ZU ERLEDIGEN →
A – Zitieren Sie den Text über das Weihnachtskonzert der Deutschen Kammerphilharmonie vollständig und wortgetreu.
B – In wie vielen Zeilen der Liste kommt die Zeichenfolge „foal“ vor? Geben Sie nur die Zahl an.

VORGELEGTER TEXT →
Wie ist der Tag so — tränenreich??!

Erst die Zugabe löst die Verheißung des Titels ein: „Jauchzet frohlocket“ hieß das Weihnachtskonzert der Deutschen Kammerphilharmonie. Im Programm: Klagegesänge mit Lacrima-Chromatik von Scarlatti und Purcell in historisierendem Gewande

Es ist schon lange Glaubenssache, ob man alte Musik mit dem richtigen Instrumentarium spielt: Selbst ursprünglich puristische Dirigenten wie Nicolaus d’Harnoncourt haben den Nachweis geliefert, dass viele Wege nach Rom führen. Neben der historischen Aufführungspraxis hat seither auch die historisch orientierte Spielweise einen festen Platz auf den Konzertpodien gefunden. Bei dieser intonieren moderne Geigen und Bratschen, bespannt mit Metall umsponnenen Saiten, die barocken Phrasierungen.

Diesen Weg hat nicht zuletzt die Deutsche Kammerphilharmonie in Bremen eingeschlagen. Relativ fit in historischen Spielweise hat das Orchester bereits in der Vergangenheit für unterschiedliche Projekte unterschiedliche Fachleute gewonnen. Auf dieser Basis kann nun Daniel Sepec aufbauen.

Einträge zu Formumrissen:
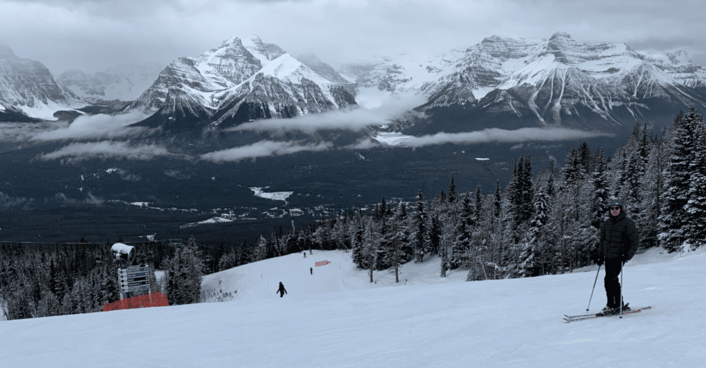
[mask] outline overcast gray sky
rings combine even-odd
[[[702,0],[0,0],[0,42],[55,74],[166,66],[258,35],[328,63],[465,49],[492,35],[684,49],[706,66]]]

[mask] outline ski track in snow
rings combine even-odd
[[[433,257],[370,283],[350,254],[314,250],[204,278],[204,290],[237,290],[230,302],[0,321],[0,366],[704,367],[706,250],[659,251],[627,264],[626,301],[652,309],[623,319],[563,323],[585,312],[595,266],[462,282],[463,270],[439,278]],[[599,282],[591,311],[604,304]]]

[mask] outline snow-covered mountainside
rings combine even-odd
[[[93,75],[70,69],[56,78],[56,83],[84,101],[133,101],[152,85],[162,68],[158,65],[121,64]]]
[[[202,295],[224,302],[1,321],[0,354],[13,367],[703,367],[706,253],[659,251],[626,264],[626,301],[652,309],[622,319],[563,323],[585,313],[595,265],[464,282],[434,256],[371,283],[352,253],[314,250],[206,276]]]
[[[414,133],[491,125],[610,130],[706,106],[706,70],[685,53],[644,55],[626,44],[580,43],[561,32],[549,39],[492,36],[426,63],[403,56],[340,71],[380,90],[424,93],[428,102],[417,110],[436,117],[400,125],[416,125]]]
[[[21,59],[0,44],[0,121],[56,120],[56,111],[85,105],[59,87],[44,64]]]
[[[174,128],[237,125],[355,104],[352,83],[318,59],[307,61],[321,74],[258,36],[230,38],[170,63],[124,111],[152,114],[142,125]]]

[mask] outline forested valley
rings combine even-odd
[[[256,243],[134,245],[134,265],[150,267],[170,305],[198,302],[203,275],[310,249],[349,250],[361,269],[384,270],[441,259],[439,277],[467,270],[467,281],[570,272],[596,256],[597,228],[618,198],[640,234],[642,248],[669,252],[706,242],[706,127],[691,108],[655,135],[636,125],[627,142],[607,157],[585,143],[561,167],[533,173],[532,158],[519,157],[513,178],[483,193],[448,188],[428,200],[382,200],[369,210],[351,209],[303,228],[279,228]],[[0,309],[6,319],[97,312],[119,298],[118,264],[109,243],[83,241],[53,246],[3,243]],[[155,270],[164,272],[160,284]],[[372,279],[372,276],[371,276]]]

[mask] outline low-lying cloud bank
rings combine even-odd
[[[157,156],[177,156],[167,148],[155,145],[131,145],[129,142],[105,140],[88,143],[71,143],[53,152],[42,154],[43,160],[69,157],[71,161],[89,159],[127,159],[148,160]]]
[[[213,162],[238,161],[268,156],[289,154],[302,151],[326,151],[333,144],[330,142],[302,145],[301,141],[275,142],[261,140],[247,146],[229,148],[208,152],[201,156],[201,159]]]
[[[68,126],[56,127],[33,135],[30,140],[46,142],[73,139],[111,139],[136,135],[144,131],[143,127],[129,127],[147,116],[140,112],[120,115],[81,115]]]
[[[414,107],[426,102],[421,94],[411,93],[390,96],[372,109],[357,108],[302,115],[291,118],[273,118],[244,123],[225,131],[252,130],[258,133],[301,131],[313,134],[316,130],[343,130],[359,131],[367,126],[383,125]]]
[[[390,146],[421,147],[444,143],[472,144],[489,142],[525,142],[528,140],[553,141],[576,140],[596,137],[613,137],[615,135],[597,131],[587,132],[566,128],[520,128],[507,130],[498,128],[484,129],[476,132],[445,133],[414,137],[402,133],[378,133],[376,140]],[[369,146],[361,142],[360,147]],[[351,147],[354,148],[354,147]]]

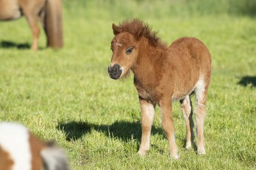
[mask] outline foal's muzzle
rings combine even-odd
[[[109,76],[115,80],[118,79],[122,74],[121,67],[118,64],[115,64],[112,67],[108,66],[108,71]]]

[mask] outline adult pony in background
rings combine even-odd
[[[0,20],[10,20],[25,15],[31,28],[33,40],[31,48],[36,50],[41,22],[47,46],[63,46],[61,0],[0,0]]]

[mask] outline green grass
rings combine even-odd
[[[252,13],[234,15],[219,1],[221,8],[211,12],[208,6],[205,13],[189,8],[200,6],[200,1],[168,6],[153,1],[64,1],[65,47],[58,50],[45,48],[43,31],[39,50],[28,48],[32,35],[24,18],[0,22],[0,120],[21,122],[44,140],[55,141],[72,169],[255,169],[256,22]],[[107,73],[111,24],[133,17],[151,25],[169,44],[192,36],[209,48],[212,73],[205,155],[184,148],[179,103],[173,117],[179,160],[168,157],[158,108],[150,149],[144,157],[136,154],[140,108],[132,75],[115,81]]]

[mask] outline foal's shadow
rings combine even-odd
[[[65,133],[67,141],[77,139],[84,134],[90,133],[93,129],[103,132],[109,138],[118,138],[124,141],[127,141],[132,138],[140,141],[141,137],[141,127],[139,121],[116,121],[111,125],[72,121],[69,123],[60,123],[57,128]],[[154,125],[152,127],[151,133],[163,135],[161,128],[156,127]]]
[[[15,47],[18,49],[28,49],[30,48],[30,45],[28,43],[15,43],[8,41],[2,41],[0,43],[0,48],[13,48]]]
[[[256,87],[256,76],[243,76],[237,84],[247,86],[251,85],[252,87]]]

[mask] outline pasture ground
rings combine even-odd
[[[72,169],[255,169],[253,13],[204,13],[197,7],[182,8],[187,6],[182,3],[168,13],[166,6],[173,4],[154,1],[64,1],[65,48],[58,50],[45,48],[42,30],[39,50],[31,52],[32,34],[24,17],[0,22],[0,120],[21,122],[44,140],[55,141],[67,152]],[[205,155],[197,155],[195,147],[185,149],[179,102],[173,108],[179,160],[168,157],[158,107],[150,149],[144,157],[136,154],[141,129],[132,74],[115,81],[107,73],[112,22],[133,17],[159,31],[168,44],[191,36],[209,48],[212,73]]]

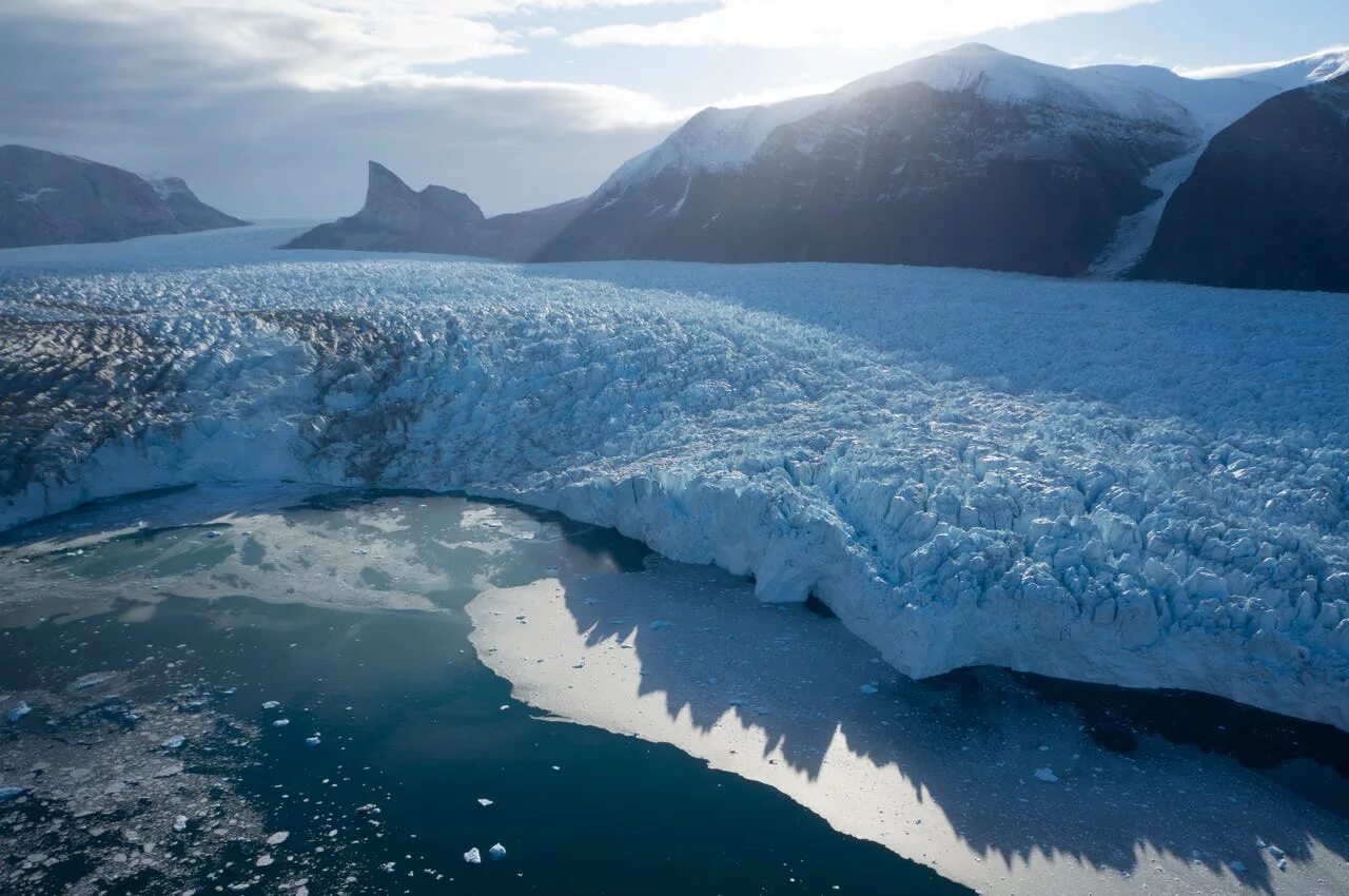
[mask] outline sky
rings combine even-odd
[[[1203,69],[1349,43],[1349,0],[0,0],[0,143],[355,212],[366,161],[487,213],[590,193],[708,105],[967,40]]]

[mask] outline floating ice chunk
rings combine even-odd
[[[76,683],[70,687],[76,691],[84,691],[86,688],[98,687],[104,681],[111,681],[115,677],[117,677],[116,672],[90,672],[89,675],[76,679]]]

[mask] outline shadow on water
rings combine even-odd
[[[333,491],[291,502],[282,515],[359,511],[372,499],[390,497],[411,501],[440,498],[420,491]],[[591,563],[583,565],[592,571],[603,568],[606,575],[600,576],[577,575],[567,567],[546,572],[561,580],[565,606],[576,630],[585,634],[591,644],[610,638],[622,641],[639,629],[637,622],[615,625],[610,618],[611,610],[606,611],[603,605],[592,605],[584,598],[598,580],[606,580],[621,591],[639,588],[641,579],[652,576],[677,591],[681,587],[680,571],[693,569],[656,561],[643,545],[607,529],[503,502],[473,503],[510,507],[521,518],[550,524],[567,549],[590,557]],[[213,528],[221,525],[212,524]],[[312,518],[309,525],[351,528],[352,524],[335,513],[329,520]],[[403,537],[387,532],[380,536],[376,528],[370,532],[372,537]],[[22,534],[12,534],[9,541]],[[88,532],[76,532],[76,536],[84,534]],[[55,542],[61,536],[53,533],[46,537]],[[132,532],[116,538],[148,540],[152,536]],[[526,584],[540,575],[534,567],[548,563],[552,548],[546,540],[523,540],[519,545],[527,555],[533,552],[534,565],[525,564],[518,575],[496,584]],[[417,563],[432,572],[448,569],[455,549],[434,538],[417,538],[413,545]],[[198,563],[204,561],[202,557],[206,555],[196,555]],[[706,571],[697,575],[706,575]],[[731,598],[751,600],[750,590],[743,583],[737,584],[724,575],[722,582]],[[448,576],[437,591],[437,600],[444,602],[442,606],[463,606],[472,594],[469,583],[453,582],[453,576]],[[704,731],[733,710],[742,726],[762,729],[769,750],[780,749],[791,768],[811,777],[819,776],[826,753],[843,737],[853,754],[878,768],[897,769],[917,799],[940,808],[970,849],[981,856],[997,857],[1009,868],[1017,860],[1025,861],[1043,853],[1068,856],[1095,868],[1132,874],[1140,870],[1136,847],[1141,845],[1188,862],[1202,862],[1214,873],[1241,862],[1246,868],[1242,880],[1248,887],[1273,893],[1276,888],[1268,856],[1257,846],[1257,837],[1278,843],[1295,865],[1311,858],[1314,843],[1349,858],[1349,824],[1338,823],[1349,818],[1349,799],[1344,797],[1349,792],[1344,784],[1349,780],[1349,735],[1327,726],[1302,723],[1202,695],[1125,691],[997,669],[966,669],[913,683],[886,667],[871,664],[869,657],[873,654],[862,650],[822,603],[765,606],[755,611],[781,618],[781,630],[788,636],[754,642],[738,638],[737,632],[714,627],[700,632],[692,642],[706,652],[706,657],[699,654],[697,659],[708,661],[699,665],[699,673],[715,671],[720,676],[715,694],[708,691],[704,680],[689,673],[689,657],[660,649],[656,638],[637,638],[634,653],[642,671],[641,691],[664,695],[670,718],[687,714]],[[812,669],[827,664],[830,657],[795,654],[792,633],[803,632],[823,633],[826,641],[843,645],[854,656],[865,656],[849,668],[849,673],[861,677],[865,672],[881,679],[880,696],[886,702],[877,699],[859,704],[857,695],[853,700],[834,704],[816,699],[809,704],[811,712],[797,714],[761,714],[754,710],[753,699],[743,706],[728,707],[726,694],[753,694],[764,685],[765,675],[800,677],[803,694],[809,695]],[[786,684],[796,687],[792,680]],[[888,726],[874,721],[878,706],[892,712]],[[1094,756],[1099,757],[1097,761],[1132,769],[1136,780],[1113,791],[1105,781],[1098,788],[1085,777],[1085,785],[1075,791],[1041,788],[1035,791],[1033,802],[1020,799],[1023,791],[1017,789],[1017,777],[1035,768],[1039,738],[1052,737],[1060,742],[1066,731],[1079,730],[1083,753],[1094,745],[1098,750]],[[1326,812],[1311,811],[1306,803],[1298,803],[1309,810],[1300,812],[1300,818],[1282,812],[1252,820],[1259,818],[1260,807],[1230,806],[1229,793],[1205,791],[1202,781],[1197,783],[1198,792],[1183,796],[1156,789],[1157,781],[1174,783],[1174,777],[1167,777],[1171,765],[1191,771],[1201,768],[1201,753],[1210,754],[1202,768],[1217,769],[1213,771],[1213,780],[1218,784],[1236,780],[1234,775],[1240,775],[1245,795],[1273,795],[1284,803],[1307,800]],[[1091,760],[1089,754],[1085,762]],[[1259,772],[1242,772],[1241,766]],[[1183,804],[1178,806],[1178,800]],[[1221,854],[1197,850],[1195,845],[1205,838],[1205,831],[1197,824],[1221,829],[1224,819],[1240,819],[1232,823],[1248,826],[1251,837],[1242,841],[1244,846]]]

LÖSUNGEN →
A –
Wie ist der Tag so — tränenreich??!

Erst die Zugabe löst die Verheißung des Titels ein: „Jauchzet frohlocket“ hieß das Weihnachtskonzert der Deutschen Kammerphilharmonie. Im Programm: Klagegesänge mit Lacrima-Chromatik von Scarlatti und Purcell in historisierendem Gewande

Es ist schon lange Glaubenssache, ob man alte Musik mit dem richtigen Instrumentarium spielt: Selbst ursprünglich puristische Dirigenten wie Nicolaus d’Harnoncourt haben den Nachweis geliefert, dass viele Wege nach Rom führen. Neben der historischen Aufführungspraxis hat seither auch die historisch orientierte Spielweise einen festen Platz auf den Konzertpodien gefunden. Bei dieser intonieren moderne Geigen und Bratschen, bespannt mit Metall umsponnenen Saiten, die barocken Phrasierungen.

Diesen Weg hat nicht zuletzt die Deutsche Kammerphilharmonie in Bremen eingeschlagen. Relativ fit in historischen Spielweise hat das Orchester bereits in der Vergangenheit für unterschiedliche Projekte unterschiedliche Fachleute gewonnen. Auf dieser Basis kann nun Daniel Sepec aufbauen.

B – 2